Action item: An exact reproduction of each record is required.

[Items from a data source]
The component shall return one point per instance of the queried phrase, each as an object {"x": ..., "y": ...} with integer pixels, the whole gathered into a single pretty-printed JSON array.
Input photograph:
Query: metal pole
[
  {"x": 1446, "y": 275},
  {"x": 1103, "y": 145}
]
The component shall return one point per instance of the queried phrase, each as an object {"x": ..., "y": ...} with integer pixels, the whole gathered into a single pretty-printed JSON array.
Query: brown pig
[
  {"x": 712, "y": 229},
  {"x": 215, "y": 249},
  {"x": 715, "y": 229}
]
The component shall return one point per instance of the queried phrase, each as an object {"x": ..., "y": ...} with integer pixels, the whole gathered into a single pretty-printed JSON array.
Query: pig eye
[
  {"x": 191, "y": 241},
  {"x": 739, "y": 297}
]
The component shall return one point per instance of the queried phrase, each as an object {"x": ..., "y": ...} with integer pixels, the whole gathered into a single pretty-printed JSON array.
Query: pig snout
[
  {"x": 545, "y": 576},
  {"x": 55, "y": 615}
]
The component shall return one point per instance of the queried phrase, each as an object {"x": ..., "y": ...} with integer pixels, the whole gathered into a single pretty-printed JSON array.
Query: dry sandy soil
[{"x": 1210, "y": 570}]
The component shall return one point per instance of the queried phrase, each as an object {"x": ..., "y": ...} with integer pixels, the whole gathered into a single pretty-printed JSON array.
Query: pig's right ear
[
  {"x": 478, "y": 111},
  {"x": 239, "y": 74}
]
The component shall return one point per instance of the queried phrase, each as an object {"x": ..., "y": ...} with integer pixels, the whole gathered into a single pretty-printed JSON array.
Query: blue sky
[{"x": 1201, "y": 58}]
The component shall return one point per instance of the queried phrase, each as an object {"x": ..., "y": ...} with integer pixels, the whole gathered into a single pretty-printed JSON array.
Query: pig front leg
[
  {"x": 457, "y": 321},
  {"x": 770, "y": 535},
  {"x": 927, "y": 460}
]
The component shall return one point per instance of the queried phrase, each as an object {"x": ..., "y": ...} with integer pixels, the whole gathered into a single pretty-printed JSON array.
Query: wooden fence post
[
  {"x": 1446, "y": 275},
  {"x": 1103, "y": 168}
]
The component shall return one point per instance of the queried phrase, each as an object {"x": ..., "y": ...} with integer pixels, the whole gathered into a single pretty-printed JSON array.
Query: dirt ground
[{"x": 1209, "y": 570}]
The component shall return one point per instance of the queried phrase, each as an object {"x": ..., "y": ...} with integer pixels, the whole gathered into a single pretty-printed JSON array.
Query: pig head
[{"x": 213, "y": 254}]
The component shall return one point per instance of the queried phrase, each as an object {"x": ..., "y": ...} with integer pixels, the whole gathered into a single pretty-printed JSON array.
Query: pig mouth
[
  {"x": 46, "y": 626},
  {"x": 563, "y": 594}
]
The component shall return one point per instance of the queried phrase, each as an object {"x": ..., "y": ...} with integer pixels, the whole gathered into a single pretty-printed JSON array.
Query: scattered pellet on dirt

Task solution:
The component shall return one point per instance of the queried phrase, each as an object {"x": ..., "y": ...} with integer pixels, the whole gathered into a single pretty-printed JSON array.
Input photograph:
Query: metal pole
[
  {"x": 1446, "y": 275},
  {"x": 1103, "y": 145}
]
The component shall return one point per instance of the queried phrase, each as an object {"x": ..., "y": ...} with integer pixels, the whole gathered into a single pretty-printed JSON array.
Query: brown pig
[
  {"x": 712, "y": 229},
  {"x": 215, "y": 249},
  {"x": 715, "y": 229}
]
The component shall return one point per instance of the queried phrase, each as an object {"x": ..., "y": ...} with integer pixels, the whole gathered into a single pretty-printed JSON array.
Query: pig eye
[
  {"x": 191, "y": 241},
  {"x": 739, "y": 297}
]
The component shall return one point per instance of the queried phrase, each as an object {"x": ..., "y": ...} with integer pixels, the whole gathered into a single pretty-printed JSON array.
Query: pig snout
[
  {"x": 545, "y": 576},
  {"x": 55, "y": 615}
]
The component shall return one point per instance of the queried phrase, each as an object {"x": ..., "y": ...} with integer pixels, the whole gathered into a single pretty-printed JSON array.
Query: dry sandy soil
[{"x": 1210, "y": 570}]
The component shall return one point per instance of the queried phrase, each as an object {"x": ..., "y": ...} with integer pixels, the whole gathered into a single pretty-printed JSON array.
Query: pig's right ear
[
  {"x": 478, "y": 111},
  {"x": 239, "y": 74}
]
The component shall return one point per instance of the queried phrase, each as an object {"x": ..., "y": ...} with integer pixels, the whole gathered into a single pretty-printed JSON array.
Query: blue sky
[{"x": 1201, "y": 58}]
The component shall return one point per instance of the queried phrase, each as an object {"x": ..., "y": ...} with integer pixels, the whole gathered into a single pretty-printed JSON array.
Query: pig front leg
[
  {"x": 457, "y": 321},
  {"x": 770, "y": 535},
  {"x": 927, "y": 460}
]
The component shall return one point per instance of the queried phrase, each as an object {"x": ..., "y": ...} with integer pixels, the whole gathered into a single pretty-printed JSON array.
Query: wooden fence post
[
  {"x": 1446, "y": 275},
  {"x": 1103, "y": 168}
]
The component shall return one point per instance of the queried phrase, each as an object {"x": ..., "y": ...} with integer pixels, the whole gathered into a single pretty-printed JSON array.
Query: dirt ground
[{"x": 1209, "y": 570}]
The component shall return one point per instance of the queried phrase, each as an object {"x": ..., "y": ...} with integer pixels, the whole gathered into a single pretty-printed JSON array.
Query: pig head
[{"x": 213, "y": 254}]
The component shall return one point per instance of the queried phrase, each as an object {"x": ..., "y": ...} with integer pixels, the whole gathered into a single pretty-printed JSON array.
Query: pig mouth
[
  {"x": 46, "y": 626},
  {"x": 563, "y": 594}
]
The component shall return one point per instance of the queried phrase, each as an object {"x": ..., "y": ...} with integer pixels, the whole gathered into a single pretty-printed JSON array.
Query: scattered pellet on dirt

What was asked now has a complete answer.